▸ What is being asked
Reproduce word for word the passage of the article on the Time "shadow campaign" piece, starting at "by Catherine Mortensen: A" and ending at "on President Trump.".

▸ Text excerpt

— begin —

TIME: ‘Shadow Campaign Saved 2020 Election.’ Is that True?
Political outsiders reading this shockingly brazen piece believe it proves a ‘cabal’ colluded against Trump. Political insiders say this is just how politics works.
by Catherine Mortensen: A Time magazine article, ‘The Secret History of the Shadow Campaign That Saved the 2020 Election,’ written by Molly Ball, TIME’s National Political Correspondent, is getting a lot of attention in conservative circles because it seems to make the case that the election was, in fact an insider hit job on President Trump.
From TIME:There was a conspiracy unfolding behind the scenes, one that both curtailed the protests and coordinated the resistance from CEOs. Both surprises were the result of an informal alliance between left-wing activists and business titans. The pact was formalized in a terse, little-noticed joint statement of the U.S. Chamber of Commerce and AFL-CIO published on Election Day. Both sides would come to see it as a sort of implicit bargain–inspired by the summer’s massive, sometimes destructive racial-justice protests–in which the forces of labor came together with the forces of capital to keep the peace and oppose Trump’s assault on democracy.
The handshake between business and labor was just one component of a vast, cross-partisan campaign to protect the election–an extraordinary shadow effort dedicated not to winning the vote but to ensuring it would be free and fair, credible and uncorrupted. Some conservatives believe this proves there was “coordinated voter manipulation to swing votes against President Trump.” However, at least one conservative political insider says the piece is “needlessly provocative and unsupported” by the facts. For two different takes on the piece, we go the political newcomer Brett Kimball, a guest columnist for the Daily Torch and Dan McGlaughlin, senior writer at the conservative National Review Online. For McGlaughlin’s take on the piece, we pulled from his National Review Online column, Irresponsible Hype from Molly Ball and Time Magazine.
Is the Time piece worth reading?
Kimball: Everyone should read the full article, if only to see firsthand the excruciating details with which Ball describes the efforts, pre and post-election, to secure a Joe Biden victory.
It’s interesting to note Ball’s choice of the word “saved” as used in the title of her article. It’s clear she sees the work of this shadow campaign as unobjectionably good and necessary. But conservatives read Ball’s words as an admission of guilt on the part of the institutions they had already suspected of conspiring against their candidate, and with good reason. She’s just admitted as much. She claims this “well-funded cabal of powerful people” was not attempting to “steal” the election; “they were fortifying it.” But anyone who reads this shockingly brazen, pretentious piece knows exactly what they were “fortifying” against: the possibility of a victory for Donald Trump.

— end —

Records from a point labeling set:

— begin —

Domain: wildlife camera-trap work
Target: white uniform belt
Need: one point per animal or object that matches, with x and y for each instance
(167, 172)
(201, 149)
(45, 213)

— end —

▸ Expected answer
by Catherine Mortensen: A Time magazine article, ‘The Secret History of the Shadow Campaign That Saved the 2020 Election,’ written by Molly Ball, TIME’s National Political Correspondent, is getting a lot of attention in conservative circles because it seems to make the case that the election was, in fact an insider hit job on President Trump.